• [Written instruction]:
Reproduce the data below word for word, line by line, and leave out the pictures.

• [Data for this exercise]:
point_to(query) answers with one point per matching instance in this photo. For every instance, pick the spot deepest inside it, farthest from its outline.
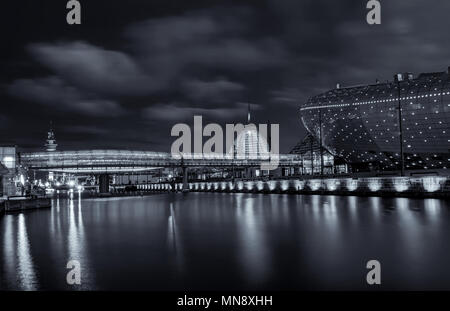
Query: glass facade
(8, 157)
(361, 124)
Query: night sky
(133, 68)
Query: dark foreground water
(213, 241)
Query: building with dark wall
(361, 124)
(7, 170)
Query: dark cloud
(94, 68)
(218, 91)
(177, 112)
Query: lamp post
(398, 78)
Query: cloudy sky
(134, 68)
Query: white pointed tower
(51, 141)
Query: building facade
(8, 160)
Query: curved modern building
(361, 124)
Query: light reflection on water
(228, 241)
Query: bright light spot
(352, 184)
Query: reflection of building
(309, 149)
(361, 124)
(7, 170)
(250, 144)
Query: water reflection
(256, 258)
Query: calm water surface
(213, 241)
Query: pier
(423, 187)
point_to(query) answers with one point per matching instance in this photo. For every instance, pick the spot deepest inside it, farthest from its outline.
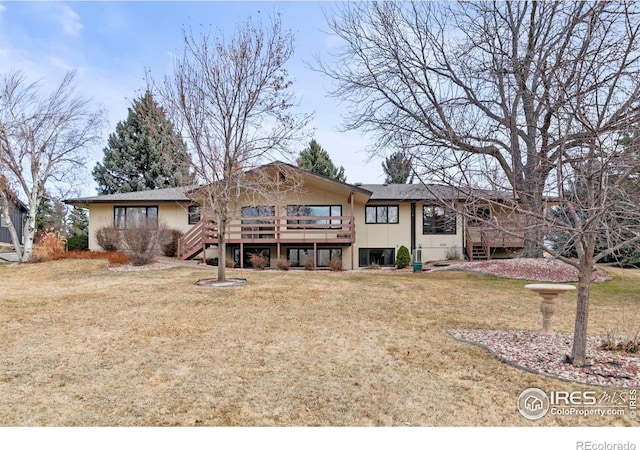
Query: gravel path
(546, 356)
(544, 269)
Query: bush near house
(403, 258)
(78, 242)
(49, 246)
(170, 249)
(258, 261)
(335, 264)
(142, 244)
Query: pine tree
(78, 222)
(397, 167)
(145, 152)
(315, 159)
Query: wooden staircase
(197, 238)
(478, 253)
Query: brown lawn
(81, 345)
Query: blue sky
(112, 44)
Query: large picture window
(135, 217)
(194, 214)
(384, 257)
(438, 220)
(382, 214)
(254, 227)
(299, 256)
(314, 211)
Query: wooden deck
(276, 230)
(483, 241)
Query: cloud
(69, 20)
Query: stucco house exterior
(323, 219)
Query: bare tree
(487, 83)
(397, 168)
(233, 99)
(42, 137)
(515, 98)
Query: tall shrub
(142, 244)
(403, 258)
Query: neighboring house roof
(177, 194)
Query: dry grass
(83, 345)
(114, 258)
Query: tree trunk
(533, 238)
(222, 248)
(12, 230)
(29, 232)
(579, 351)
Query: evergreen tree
(78, 222)
(145, 152)
(397, 167)
(315, 159)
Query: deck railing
(270, 230)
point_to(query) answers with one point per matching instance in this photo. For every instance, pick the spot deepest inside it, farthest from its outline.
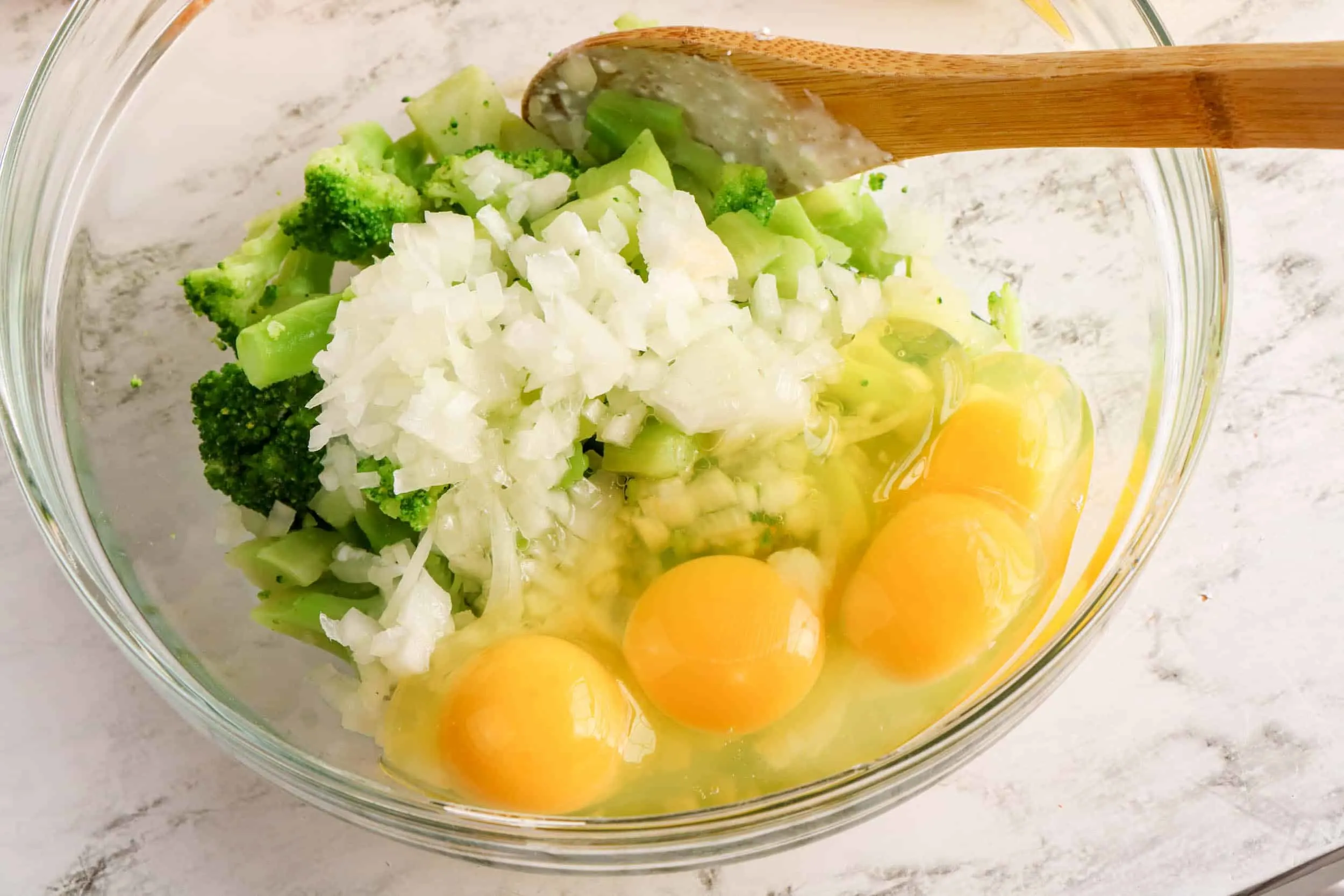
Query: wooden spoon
(912, 104)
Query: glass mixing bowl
(155, 128)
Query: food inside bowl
(620, 484)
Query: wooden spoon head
(752, 97)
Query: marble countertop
(1197, 750)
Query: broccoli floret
(744, 189)
(254, 441)
(233, 293)
(350, 200)
(414, 508)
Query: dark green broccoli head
(414, 508)
(350, 200)
(254, 441)
(744, 189)
(234, 293)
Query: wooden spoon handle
(920, 104)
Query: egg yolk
(724, 644)
(534, 725)
(991, 444)
(937, 586)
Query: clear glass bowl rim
(38, 197)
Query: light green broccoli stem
(296, 559)
(350, 202)
(299, 614)
(1006, 315)
(577, 468)
(630, 22)
(303, 275)
(657, 451)
(285, 345)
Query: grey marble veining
(1197, 750)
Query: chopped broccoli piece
(448, 186)
(577, 468)
(409, 160)
(628, 22)
(616, 119)
(350, 200)
(463, 112)
(233, 293)
(303, 275)
(744, 189)
(284, 346)
(1006, 315)
(537, 162)
(414, 508)
(254, 441)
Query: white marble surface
(1197, 750)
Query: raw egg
(724, 644)
(1026, 436)
(534, 725)
(937, 585)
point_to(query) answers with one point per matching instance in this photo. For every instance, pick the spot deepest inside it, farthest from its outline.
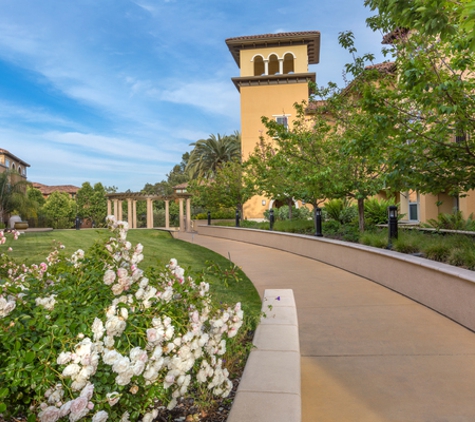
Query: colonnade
(115, 201)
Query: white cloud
(213, 97)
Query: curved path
(367, 353)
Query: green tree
(92, 203)
(209, 154)
(429, 111)
(60, 209)
(225, 190)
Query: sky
(114, 91)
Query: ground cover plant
(93, 336)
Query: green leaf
(29, 357)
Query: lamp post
(392, 224)
(318, 222)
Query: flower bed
(95, 337)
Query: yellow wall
(299, 52)
(268, 101)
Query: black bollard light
(271, 219)
(318, 222)
(392, 224)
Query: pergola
(115, 200)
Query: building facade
(273, 77)
(10, 162)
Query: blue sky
(114, 91)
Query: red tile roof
(48, 190)
(5, 152)
(310, 38)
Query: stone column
(121, 217)
(116, 209)
(129, 213)
(134, 213)
(167, 214)
(149, 214)
(182, 229)
(188, 214)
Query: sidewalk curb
(270, 390)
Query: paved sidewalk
(367, 353)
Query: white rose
(50, 414)
(100, 416)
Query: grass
(159, 248)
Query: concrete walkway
(367, 353)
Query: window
(259, 67)
(413, 199)
(288, 63)
(282, 120)
(274, 68)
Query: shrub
(377, 239)
(437, 248)
(94, 334)
(221, 214)
(409, 242)
(454, 221)
(376, 211)
(340, 210)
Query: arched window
(259, 68)
(289, 63)
(273, 64)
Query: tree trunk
(361, 214)
(290, 203)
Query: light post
(271, 219)
(318, 222)
(392, 224)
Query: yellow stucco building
(273, 77)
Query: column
(149, 214)
(134, 213)
(188, 214)
(116, 209)
(129, 213)
(182, 229)
(167, 214)
(120, 218)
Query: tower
(273, 77)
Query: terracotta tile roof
(5, 152)
(181, 186)
(309, 38)
(386, 67)
(394, 36)
(48, 190)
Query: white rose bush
(94, 337)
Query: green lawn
(159, 248)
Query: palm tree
(12, 193)
(209, 154)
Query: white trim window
(282, 119)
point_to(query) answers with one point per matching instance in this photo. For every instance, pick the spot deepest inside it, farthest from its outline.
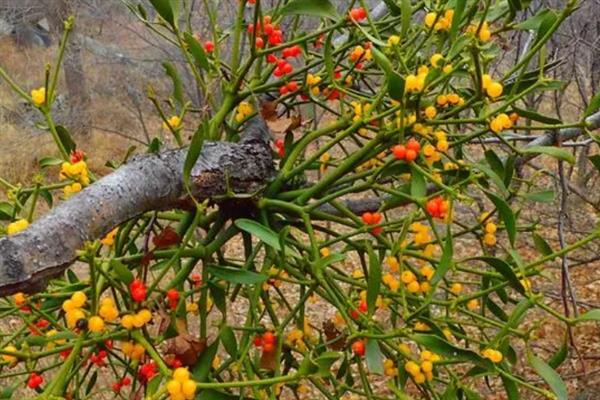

• [Problem solution]:
point_to(query) answers with one point per matching instance in this photo. For every instance, pick the spot deepest inside it, farthest from its outline.
Query: glass facade
(8, 157)
(361, 124)
Query: night sky
(133, 68)
Query: dark foreground water
(213, 241)
Query: building with dark wall
(361, 124)
(7, 170)
Query: dark cloud
(94, 68)
(218, 91)
(177, 112)
Query: lamp post
(398, 78)
Query: cloudy sky
(134, 68)
Query: white pointed tower
(51, 141)
Query: building facade
(8, 160)
Query: curved modern building
(361, 124)
Query: light reflection on water
(228, 241)
Query: bright light spot
(352, 184)
Query: reflection of building
(309, 149)
(361, 124)
(7, 170)
(250, 144)
Query: water reflection
(256, 258)
Query: calm water surface
(213, 241)
Query: pier
(423, 187)
point_to(query) answers with one point per matching instance in this photo. For every instance, pick the spot deepest inside it, farthest from its outline.
Query: gravel path
(546, 356)
(544, 269)
Query: bush near house
(403, 258)
(78, 242)
(49, 246)
(170, 249)
(258, 261)
(335, 264)
(142, 244)
Query: pine tree
(78, 222)
(397, 167)
(145, 152)
(315, 159)
Query: wooden staircase
(197, 238)
(478, 253)
Query: brown lawn
(81, 345)
Query: blue sky
(112, 44)
Query: large picture window
(135, 217)
(194, 214)
(384, 257)
(438, 220)
(382, 214)
(254, 227)
(299, 256)
(314, 211)
Query: wooden deck
(276, 230)
(483, 241)
Query: cloud
(69, 20)
Query: stucco house exterior
(323, 219)
Query: bare tree
(487, 83)
(397, 168)
(233, 99)
(42, 137)
(515, 98)
Query: tall shrub
(142, 244)
(403, 258)
Query: neighboring house roof
(177, 194)
Query: dry grass
(83, 345)
(114, 258)
Query: tree trunk
(533, 238)
(222, 248)
(12, 230)
(29, 232)
(579, 351)
Query: evergreen tree
(78, 222)
(145, 152)
(397, 167)
(315, 159)
Query: deck railing
(270, 230)
point_to(query) answers with one point per matching instance in this photo. For every instance, pick the spot deepest inside it, farthest from its outline.
Query: wooden spoon
(912, 104)
Query: glass mixing bowl
(155, 128)
Query: food inside bowl
(620, 484)
Query: wooden spoon head
(752, 97)
Query: marble countertop
(1197, 750)
Query: broccoli floret
(744, 189)
(254, 441)
(233, 293)
(350, 200)
(414, 508)
Query: dark green broccoli head
(414, 508)
(350, 200)
(254, 441)
(744, 189)
(234, 293)
Query: wooden spoon handle
(920, 104)
Query: egg yolk
(724, 644)
(534, 725)
(991, 444)
(937, 586)
Query: clear glass bowl rim
(38, 197)
Query: light green broccoli stem
(296, 559)
(350, 202)
(299, 614)
(1006, 315)
(577, 468)
(630, 22)
(303, 275)
(657, 451)
(285, 345)
Query: grey marble veining
(1197, 750)
Query: chopped broccoli piece
(448, 186)
(577, 468)
(409, 160)
(628, 22)
(616, 119)
(350, 200)
(463, 112)
(233, 293)
(303, 275)
(744, 189)
(284, 346)
(1006, 315)
(537, 162)
(414, 508)
(254, 441)
Query: white marble surface
(1197, 750)
Query: raw egg
(724, 644)
(1026, 436)
(534, 725)
(937, 585)
point_to(query) answers with one point per matching instance in this photo. For every instance, pick the spot deepest inside it, farthest from its outline.
Query: colonnade
(115, 201)
Query: white cloud
(213, 97)
Query: curved path
(367, 353)
Query: green tree
(92, 203)
(209, 154)
(429, 111)
(60, 209)
(225, 190)
Query: sky
(114, 91)
Query: ground cover plant
(93, 336)
Query: green leaf
(29, 357)
Query: lamp post
(392, 224)
(318, 222)
Query: flower bed
(95, 337)
Query: yellow wall
(299, 52)
(268, 101)
Query: black bollard light
(271, 219)
(318, 222)
(392, 224)
Query: pergola
(115, 200)
Query: building facade
(273, 77)
(10, 162)
Query: blue sky
(114, 91)
Query: red tile roof
(48, 190)
(5, 152)
(310, 38)
Query: stone column
(121, 217)
(116, 209)
(129, 213)
(134, 213)
(167, 214)
(149, 214)
(182, 229)
(188, 214)
Query: sidewalk curb
(270, 390)
Query: paved sidewalk
(367, 353)
Query: white rose
(50, 414)
(100, 416)
Query: grass
(159, 248)
Query: concrete walkway
(367, 353)
Query: window
(259, 67)
(413, 199)
(288, 63)
(282, 120)
(274, 68)
Query: shrub
(377, 239)
(437, 248)
(94, 334)
(221, 214)
(409, 242)
(454, 221)
(376, 211)
(340, 210)
Query: arched window
(259, 68)
(289, 63)
(273, 64)
Query: tree trunk
(361, 214)
(290, 203)
Query: light post
(271, 219)
(318, 222)
(392, 224)
Query: yellow stucco building
(273, 77)
Query: column
(149, 214)
(134, 213)
(188, 214)
(116, 209)
(129, 213)
(182, 229)
(167, 214)
(120, 218)
Query: tower
(273, 77)
Query: terracotta tile roof
(5, 152)
(181, 186)
(309, 38)
(386, 67)
(394, 36)
(48, 190)
Query: white rose bush
(94, 337)
Query: green lawn
(159, 248)
Query: palm tree
(12, 193)
(209, 154)
Query: white trim window
(282, 119)
point_to(query) answers with one point per matching instance in this photo. For every instance, pick the spot deepest inside it, farthest from its outline.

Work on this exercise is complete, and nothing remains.